[Start of Attachment]
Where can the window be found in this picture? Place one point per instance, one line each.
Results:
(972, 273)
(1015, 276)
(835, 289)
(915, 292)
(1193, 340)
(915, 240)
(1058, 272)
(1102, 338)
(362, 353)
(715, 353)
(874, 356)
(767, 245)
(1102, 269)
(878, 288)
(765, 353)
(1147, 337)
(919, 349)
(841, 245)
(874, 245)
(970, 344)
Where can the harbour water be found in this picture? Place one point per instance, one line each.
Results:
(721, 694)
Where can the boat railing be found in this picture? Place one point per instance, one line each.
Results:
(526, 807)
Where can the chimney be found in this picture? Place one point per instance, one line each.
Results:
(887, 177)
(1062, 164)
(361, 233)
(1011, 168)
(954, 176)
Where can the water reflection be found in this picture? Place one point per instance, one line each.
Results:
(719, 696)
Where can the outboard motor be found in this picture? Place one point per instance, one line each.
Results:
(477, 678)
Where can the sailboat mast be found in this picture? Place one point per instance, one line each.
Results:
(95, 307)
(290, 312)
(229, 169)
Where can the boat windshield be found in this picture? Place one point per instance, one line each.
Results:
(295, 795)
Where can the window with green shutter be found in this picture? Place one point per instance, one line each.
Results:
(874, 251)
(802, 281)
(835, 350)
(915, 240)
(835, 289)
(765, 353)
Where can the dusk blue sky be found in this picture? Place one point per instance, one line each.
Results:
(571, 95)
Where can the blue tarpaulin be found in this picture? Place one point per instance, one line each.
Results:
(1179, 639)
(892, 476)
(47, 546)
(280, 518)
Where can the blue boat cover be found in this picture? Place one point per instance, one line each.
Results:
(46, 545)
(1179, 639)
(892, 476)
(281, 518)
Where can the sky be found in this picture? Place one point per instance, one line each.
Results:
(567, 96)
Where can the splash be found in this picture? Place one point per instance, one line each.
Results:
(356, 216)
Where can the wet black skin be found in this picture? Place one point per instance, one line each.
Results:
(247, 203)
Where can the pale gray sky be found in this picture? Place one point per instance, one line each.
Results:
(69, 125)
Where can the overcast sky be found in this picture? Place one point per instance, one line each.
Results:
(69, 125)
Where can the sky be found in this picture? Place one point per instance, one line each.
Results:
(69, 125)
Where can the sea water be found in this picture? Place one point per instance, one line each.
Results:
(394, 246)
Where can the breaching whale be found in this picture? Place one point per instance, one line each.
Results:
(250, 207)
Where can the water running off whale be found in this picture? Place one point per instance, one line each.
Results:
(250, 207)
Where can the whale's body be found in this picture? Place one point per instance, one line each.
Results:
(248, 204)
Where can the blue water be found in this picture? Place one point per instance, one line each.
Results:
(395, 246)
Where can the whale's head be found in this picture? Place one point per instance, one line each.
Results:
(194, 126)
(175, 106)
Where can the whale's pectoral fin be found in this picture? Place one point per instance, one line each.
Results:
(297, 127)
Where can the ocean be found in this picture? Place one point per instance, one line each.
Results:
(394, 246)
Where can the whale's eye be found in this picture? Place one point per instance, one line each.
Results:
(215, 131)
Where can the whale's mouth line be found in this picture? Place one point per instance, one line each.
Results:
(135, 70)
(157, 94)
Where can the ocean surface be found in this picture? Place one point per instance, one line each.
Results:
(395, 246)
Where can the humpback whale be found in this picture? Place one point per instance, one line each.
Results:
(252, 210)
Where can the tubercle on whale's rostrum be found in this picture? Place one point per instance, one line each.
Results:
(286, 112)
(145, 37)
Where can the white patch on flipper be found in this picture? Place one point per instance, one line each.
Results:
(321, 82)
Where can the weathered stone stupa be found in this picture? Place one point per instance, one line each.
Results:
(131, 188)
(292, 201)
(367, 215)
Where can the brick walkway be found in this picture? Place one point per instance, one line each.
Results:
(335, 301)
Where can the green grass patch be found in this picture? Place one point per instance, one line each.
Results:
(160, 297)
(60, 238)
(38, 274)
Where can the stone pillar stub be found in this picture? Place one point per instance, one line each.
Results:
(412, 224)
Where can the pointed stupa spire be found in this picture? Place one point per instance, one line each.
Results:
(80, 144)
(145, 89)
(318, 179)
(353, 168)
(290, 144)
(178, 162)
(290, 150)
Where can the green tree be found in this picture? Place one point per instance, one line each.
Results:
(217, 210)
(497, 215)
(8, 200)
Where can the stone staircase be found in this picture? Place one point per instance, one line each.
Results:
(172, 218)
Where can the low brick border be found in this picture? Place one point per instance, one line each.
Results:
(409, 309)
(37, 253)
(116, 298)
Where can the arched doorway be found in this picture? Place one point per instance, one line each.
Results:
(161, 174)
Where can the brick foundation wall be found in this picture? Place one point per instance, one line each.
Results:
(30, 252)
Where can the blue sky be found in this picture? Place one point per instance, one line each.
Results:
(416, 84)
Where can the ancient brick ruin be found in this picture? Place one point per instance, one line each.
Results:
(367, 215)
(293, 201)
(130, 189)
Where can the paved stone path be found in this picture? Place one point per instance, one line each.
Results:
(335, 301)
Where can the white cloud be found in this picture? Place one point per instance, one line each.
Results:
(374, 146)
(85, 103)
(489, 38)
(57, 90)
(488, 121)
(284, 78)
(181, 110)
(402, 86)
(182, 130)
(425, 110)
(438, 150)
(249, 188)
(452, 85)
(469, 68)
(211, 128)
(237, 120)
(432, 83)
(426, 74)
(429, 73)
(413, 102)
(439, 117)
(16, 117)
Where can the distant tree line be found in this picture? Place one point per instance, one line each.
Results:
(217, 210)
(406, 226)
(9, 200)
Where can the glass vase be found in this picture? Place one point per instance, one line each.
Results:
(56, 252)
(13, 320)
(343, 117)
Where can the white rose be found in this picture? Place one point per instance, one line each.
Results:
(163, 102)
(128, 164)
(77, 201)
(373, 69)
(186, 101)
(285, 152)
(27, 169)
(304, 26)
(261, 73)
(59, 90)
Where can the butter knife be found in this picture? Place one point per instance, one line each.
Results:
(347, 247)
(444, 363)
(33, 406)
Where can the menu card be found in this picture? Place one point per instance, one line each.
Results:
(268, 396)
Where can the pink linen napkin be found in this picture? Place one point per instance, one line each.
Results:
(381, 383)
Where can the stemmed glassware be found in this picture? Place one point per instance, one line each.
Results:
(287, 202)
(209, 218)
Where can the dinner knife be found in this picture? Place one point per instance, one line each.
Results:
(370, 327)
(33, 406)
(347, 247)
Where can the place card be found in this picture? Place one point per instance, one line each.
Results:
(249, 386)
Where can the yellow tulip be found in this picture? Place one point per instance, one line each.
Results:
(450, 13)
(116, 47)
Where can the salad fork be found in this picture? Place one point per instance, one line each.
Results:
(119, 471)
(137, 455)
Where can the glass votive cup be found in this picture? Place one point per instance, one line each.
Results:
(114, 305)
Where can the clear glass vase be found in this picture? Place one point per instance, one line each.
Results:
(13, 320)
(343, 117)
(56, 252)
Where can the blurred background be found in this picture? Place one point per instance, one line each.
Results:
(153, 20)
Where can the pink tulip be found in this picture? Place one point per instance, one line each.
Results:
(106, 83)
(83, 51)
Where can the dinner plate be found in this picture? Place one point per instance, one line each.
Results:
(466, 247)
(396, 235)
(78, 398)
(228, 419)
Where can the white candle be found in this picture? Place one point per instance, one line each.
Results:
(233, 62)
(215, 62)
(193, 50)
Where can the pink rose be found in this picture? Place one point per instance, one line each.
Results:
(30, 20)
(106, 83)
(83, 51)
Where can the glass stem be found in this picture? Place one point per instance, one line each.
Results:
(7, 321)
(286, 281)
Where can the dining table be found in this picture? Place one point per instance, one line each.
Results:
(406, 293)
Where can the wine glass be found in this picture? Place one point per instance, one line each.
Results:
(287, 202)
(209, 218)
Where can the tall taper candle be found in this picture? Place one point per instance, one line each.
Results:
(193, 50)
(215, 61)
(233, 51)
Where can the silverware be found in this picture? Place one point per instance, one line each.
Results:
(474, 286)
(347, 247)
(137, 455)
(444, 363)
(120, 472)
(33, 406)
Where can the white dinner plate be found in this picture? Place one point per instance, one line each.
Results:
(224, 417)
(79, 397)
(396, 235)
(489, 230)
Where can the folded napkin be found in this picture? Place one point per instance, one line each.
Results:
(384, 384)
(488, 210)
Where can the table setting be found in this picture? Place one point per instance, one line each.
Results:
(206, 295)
[End of Attachment]
◆ **Description of the task**
Work out how many lines above include the string "napkin", then give that number alone.

◆ **Solution**
2